#### [Exercise]
Find the line containing "One point goes on every instance of the wood grain". Retype it and every line after it through the end of the entries, exactly as written, with nothing added.

#### [Recorded data]
↓↓↓

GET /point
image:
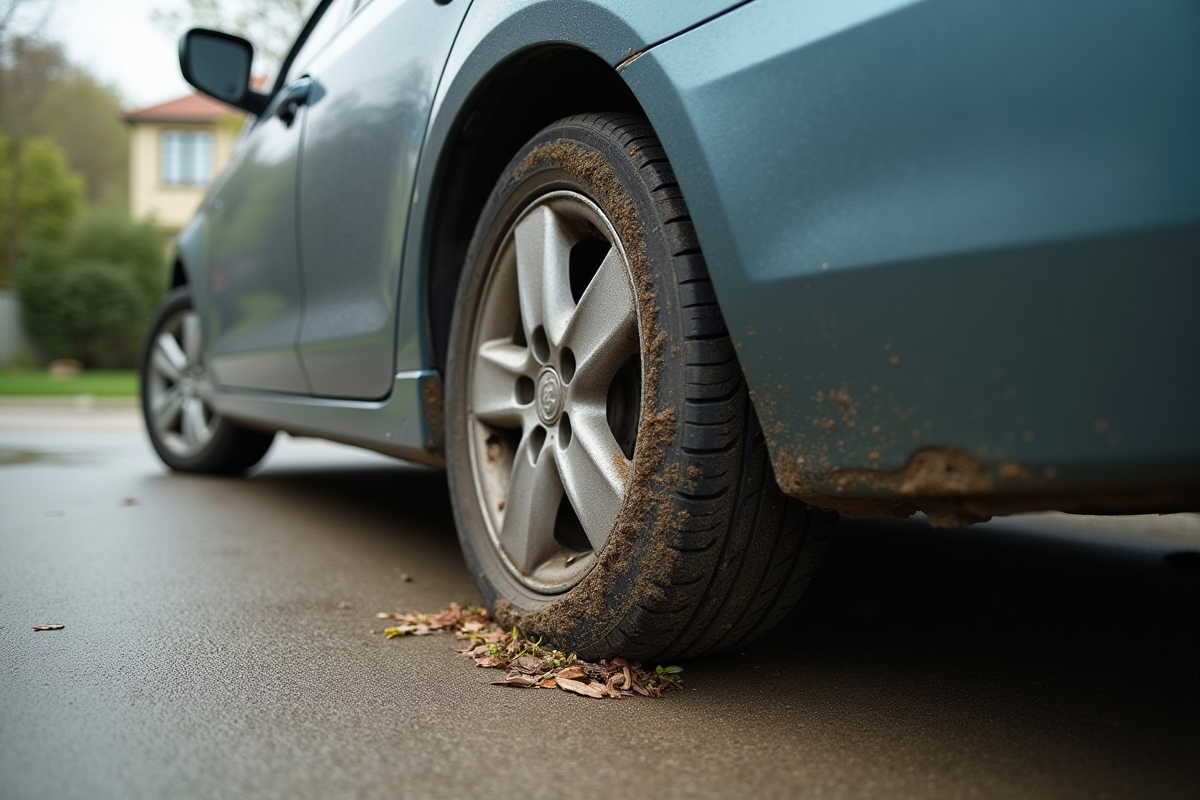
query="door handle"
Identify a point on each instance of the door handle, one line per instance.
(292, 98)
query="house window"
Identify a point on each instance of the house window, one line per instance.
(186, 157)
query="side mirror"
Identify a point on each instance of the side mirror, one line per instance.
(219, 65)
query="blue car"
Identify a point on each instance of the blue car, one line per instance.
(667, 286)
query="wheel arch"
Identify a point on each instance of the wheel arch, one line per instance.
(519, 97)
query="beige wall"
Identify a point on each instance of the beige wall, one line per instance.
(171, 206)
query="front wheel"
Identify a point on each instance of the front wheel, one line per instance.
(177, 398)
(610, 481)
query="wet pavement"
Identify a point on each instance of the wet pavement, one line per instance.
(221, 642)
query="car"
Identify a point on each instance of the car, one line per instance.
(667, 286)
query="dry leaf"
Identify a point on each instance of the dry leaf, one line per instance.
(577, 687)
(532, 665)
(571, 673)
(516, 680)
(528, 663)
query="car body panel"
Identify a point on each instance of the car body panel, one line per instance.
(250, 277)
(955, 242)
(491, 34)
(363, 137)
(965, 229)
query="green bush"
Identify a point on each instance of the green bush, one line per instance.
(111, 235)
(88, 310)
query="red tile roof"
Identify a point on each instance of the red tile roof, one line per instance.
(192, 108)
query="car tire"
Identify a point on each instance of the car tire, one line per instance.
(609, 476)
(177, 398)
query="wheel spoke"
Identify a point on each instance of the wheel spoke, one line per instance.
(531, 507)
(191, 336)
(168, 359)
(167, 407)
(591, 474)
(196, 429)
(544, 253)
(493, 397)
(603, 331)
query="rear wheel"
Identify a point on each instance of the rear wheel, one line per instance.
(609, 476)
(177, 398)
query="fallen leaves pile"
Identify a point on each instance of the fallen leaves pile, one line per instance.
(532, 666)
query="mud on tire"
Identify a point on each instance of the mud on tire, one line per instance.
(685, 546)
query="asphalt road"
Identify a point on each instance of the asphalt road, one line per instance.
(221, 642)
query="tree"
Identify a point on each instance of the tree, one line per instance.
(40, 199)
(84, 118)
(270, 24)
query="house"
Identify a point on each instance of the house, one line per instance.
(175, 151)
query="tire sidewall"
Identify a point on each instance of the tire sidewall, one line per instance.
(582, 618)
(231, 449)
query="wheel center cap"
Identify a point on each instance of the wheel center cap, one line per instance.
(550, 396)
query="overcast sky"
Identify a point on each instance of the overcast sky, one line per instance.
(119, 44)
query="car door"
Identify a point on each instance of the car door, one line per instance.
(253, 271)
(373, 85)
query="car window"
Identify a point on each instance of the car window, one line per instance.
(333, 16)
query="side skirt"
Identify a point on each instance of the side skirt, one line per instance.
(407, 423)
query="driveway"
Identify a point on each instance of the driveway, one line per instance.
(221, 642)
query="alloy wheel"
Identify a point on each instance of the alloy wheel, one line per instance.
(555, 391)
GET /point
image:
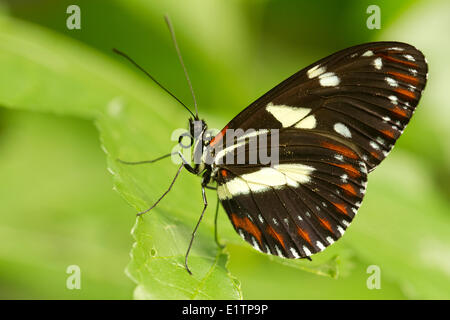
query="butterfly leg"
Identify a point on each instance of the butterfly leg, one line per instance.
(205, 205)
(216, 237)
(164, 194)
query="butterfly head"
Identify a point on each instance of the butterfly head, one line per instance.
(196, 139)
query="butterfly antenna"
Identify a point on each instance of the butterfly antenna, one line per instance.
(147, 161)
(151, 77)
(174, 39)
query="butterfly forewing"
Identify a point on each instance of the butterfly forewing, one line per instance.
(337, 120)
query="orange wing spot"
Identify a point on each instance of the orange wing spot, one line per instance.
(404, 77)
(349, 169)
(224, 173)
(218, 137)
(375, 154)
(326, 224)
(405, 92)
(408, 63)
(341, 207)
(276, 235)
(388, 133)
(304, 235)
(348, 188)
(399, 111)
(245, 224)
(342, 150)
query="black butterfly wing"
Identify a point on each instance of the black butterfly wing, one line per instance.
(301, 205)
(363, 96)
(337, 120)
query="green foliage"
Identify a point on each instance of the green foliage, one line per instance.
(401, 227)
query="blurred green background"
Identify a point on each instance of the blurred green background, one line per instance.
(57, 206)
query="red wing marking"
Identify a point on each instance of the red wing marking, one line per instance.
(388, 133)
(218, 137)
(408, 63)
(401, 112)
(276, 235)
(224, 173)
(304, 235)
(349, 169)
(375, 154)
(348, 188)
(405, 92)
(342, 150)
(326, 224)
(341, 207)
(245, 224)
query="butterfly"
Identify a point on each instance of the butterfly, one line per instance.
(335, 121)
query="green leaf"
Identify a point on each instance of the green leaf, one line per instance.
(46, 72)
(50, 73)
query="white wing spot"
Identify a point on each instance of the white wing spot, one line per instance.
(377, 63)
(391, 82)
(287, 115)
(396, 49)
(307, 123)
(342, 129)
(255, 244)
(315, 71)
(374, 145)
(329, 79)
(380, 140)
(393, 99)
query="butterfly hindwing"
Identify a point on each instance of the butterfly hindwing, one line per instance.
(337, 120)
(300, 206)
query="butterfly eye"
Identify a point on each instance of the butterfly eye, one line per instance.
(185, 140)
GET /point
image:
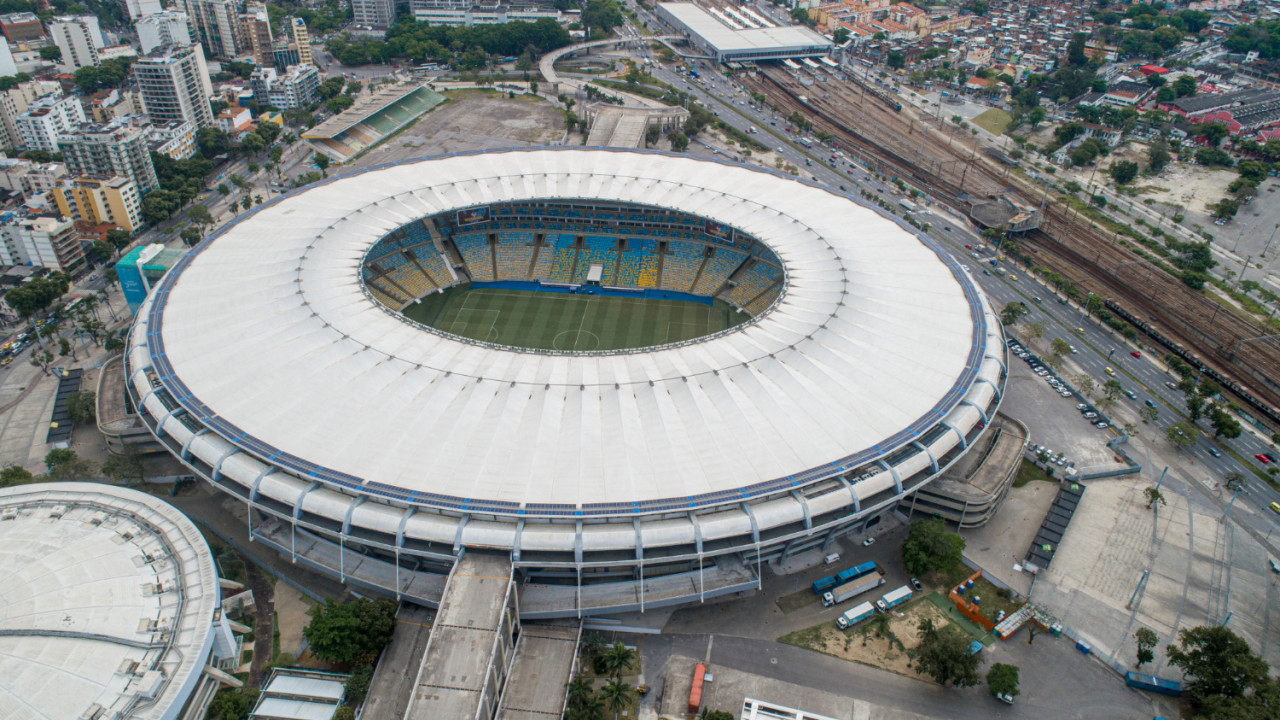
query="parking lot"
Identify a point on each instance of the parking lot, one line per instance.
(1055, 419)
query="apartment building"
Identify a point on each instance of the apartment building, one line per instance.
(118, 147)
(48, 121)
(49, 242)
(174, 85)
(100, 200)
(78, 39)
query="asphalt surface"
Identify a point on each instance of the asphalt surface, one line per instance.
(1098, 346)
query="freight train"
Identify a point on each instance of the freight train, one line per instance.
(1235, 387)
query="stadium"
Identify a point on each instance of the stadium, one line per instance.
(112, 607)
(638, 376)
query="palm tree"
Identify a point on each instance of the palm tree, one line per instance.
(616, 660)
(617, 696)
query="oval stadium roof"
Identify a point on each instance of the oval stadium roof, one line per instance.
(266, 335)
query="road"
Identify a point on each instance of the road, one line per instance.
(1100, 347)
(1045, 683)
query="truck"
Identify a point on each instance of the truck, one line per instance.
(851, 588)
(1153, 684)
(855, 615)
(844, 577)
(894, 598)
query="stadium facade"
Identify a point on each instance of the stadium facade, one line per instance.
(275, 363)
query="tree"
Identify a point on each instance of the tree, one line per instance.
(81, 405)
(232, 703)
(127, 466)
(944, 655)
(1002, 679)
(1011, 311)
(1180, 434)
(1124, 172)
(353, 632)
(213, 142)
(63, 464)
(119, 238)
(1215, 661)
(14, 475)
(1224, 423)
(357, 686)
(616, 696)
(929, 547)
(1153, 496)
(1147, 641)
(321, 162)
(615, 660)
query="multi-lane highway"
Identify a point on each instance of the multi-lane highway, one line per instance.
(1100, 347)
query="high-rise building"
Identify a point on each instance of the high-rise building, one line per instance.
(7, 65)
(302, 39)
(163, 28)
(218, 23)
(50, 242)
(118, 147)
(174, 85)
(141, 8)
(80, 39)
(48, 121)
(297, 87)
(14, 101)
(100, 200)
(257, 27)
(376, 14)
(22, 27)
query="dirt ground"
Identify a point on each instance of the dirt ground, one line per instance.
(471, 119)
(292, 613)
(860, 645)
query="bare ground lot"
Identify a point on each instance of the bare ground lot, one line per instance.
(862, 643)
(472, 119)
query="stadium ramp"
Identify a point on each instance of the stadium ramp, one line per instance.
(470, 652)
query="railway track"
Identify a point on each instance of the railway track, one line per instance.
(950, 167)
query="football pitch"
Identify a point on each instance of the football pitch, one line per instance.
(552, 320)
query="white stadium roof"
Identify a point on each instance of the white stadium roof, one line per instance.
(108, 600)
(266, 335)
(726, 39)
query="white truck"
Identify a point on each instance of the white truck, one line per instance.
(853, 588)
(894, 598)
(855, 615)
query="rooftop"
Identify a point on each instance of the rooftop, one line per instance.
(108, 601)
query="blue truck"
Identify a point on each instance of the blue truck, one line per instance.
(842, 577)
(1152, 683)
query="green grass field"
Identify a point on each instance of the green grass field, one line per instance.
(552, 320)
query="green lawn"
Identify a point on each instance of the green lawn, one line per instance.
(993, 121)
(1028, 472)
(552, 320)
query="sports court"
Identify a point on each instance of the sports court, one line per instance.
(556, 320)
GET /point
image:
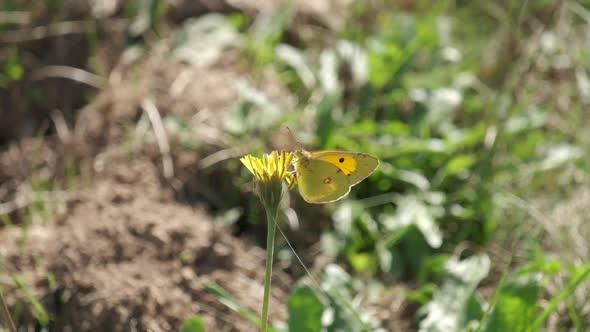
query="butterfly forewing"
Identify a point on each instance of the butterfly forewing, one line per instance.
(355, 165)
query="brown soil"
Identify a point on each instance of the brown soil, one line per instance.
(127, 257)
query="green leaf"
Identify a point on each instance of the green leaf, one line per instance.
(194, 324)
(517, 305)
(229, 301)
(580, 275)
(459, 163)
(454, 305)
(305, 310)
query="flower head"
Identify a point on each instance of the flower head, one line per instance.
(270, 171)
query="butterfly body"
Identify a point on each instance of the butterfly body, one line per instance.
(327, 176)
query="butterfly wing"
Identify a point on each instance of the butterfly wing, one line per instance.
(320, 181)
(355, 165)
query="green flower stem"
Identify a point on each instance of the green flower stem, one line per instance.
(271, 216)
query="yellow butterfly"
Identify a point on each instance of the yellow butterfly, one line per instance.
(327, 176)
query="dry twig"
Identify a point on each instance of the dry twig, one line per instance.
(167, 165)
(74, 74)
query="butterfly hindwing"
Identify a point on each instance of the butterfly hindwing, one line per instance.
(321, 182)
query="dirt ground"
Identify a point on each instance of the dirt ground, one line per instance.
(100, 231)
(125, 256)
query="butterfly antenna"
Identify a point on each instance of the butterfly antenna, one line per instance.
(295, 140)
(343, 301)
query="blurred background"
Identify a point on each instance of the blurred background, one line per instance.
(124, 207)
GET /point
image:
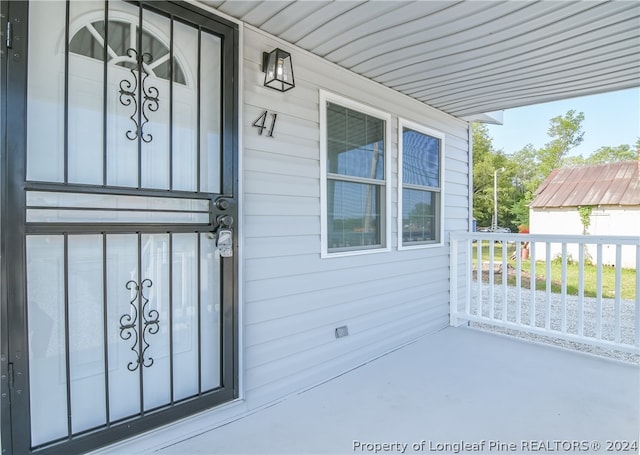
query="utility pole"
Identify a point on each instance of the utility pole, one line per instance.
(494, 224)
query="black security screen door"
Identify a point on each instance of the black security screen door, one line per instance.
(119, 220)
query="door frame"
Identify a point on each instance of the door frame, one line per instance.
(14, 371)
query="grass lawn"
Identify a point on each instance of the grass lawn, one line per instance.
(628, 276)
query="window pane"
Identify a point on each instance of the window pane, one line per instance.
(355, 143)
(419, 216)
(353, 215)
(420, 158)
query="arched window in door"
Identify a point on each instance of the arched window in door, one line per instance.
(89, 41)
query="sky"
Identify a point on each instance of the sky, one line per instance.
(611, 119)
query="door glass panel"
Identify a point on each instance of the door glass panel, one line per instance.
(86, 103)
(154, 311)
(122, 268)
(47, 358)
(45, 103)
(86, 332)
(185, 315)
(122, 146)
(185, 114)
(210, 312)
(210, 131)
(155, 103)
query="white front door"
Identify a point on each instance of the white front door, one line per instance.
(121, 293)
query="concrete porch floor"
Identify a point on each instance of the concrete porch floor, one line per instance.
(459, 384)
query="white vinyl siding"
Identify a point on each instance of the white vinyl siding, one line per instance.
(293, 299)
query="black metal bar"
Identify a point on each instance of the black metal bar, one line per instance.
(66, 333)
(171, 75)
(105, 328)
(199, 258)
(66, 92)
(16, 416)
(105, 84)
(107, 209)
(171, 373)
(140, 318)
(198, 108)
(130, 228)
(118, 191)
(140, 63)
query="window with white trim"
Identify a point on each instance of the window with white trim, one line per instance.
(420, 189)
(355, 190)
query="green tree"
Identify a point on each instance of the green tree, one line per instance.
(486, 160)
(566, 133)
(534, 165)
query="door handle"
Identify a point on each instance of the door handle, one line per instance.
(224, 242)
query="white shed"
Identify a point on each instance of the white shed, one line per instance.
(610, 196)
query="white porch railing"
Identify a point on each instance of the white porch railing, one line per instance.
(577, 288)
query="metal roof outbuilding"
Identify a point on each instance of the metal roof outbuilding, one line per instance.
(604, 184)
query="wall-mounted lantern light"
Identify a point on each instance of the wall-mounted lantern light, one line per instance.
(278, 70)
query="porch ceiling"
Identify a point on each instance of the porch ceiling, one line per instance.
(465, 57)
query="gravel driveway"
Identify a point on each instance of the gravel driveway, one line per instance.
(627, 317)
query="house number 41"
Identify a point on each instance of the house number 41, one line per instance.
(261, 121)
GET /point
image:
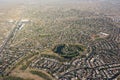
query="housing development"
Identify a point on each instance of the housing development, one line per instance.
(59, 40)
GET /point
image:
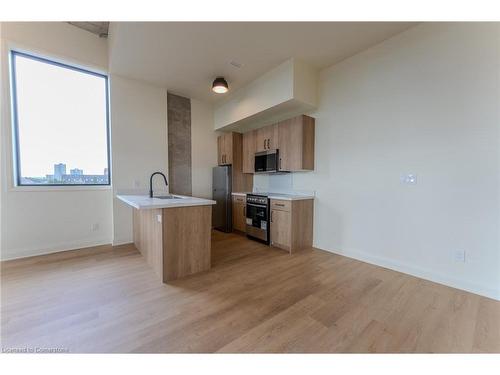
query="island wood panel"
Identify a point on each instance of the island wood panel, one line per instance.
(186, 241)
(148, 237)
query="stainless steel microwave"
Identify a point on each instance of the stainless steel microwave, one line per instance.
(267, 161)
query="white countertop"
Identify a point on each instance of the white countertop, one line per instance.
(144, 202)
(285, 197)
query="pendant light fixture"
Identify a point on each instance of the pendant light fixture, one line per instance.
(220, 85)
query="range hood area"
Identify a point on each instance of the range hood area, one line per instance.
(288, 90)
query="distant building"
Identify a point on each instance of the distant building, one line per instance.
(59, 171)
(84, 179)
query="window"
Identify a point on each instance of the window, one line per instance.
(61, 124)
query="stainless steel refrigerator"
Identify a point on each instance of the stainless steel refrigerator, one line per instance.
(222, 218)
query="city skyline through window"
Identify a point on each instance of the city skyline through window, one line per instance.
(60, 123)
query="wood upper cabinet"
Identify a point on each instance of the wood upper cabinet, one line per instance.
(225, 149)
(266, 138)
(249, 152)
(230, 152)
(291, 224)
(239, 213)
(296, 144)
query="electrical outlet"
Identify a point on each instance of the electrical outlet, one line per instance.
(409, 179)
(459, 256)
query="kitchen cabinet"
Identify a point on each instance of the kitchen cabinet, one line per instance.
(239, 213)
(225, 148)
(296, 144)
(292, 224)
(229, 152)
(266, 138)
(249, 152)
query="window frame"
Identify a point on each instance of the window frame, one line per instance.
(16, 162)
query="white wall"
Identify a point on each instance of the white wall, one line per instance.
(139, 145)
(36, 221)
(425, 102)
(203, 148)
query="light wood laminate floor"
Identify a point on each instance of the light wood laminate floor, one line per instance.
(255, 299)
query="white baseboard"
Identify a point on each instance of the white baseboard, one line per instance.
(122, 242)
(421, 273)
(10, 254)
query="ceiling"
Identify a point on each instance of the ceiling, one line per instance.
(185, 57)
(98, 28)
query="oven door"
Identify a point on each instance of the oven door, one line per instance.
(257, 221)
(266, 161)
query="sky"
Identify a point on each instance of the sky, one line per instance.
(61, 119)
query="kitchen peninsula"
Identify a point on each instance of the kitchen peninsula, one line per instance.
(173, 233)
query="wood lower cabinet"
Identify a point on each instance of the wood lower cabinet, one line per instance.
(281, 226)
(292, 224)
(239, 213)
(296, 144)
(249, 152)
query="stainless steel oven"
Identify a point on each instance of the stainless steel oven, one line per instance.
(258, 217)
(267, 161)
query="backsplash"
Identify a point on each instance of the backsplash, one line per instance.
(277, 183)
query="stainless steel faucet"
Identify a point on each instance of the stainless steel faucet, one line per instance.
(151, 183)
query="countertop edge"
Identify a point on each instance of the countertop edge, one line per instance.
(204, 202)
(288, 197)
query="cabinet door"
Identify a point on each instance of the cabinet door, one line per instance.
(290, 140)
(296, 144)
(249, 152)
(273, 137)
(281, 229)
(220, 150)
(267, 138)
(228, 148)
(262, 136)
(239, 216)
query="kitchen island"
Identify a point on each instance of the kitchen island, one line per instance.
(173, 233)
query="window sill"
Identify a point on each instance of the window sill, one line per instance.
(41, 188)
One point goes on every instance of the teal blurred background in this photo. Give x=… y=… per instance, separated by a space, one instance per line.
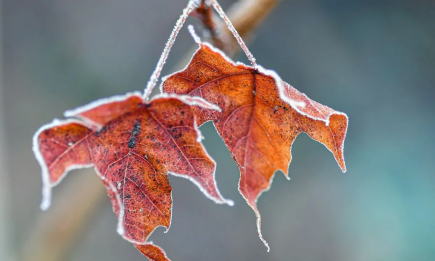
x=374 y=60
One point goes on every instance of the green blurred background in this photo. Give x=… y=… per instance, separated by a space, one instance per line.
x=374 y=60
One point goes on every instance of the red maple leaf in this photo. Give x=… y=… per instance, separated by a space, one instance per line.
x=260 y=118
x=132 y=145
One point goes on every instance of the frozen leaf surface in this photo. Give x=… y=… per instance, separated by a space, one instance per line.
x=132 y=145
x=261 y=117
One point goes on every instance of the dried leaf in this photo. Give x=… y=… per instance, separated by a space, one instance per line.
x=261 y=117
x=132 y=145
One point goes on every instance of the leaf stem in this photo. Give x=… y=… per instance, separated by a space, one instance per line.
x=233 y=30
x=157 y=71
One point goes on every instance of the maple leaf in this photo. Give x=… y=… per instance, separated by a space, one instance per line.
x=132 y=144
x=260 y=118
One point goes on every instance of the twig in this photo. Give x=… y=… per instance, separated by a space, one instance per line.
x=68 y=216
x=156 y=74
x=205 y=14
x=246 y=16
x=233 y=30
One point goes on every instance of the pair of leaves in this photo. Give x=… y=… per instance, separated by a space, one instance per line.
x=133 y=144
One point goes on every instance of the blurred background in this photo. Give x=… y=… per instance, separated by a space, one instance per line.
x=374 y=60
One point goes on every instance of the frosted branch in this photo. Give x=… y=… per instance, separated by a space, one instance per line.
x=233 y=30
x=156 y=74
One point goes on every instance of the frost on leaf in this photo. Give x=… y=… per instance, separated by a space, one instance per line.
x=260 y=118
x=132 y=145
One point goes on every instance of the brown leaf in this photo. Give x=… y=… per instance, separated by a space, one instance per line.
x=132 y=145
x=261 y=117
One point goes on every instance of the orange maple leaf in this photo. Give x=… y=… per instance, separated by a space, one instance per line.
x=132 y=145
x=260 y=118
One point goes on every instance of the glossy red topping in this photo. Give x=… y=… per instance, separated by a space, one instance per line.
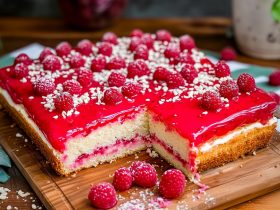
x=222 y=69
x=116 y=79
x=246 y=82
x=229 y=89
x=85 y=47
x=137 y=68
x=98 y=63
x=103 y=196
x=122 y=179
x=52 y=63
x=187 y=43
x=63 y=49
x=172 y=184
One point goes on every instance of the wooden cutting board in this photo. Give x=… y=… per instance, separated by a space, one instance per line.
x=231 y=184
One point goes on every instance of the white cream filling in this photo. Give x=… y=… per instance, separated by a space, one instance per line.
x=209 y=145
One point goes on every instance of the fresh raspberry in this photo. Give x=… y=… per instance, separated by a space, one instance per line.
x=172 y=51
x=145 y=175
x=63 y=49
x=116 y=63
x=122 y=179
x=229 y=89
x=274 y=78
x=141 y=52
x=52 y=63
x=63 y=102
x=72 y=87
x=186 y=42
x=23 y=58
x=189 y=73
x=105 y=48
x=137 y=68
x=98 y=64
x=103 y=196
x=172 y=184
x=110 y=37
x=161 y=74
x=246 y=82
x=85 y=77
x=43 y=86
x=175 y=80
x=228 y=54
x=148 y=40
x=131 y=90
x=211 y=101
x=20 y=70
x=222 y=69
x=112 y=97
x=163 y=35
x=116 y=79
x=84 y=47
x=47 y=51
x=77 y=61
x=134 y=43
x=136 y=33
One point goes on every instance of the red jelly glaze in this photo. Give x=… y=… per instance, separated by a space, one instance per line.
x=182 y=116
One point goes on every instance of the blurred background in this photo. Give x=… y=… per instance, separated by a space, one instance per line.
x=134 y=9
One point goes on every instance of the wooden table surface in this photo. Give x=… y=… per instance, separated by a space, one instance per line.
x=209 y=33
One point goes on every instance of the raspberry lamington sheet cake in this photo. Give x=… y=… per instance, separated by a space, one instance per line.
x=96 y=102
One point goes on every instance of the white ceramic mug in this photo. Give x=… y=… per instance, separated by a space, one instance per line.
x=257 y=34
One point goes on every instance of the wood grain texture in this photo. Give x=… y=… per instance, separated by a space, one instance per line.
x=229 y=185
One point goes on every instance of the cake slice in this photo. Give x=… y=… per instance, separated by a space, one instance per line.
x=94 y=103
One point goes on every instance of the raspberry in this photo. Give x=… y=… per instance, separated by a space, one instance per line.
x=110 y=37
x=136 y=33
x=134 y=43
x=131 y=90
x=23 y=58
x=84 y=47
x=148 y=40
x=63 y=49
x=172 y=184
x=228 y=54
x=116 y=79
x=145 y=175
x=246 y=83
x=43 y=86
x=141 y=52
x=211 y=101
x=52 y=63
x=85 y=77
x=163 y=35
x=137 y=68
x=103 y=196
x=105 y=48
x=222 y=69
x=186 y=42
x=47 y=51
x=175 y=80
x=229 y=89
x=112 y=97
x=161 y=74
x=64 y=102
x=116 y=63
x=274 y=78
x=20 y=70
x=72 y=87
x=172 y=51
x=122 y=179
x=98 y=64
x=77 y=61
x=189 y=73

↑↑↑

#### [Solution to this problem]
One point goes on every instance of the wood grain texture in this photo. Give x=… y=… per instance, separated by a space, one instance per line.
x=229 y=185
One point goes on every instance of the cake slice in this photo. Give x=… y=… per instance, separated by a space, one instance per line.
x=94 y=103
One point goes on every instance of the raspberry in this photo. Give x=… y=… per instance, separated by a space, one instance per line.
x=110 y=37
x=136 y=33
x=134 y=43
x=131 y=90
x=23 y=58
x=84 y=47
x=148 y=40
x=63 y=49
x=172 y=184
x=228 y=54
x=116 y=79
x=145 y=175
x=246 y=83
x=43 y=86
x=141 y=52
x=211 y=101
x=52 y=63
x=85 y=77
x=163 y=35
x=137 y=68
x=103 y=196
x=105 y=48
x=222 y=69
x=186 y=42
x=47 y=51
x=175 y=80
x=229 y=89
x=112 y=97
x=161 y=74
x=64 y=102
x=116 y=63
x=274 y=78
x=20 y=70
x=72 y=87
x=172 y=51
x=122 y=179
x=98 y=64
x=77 y=61
x=189 y=73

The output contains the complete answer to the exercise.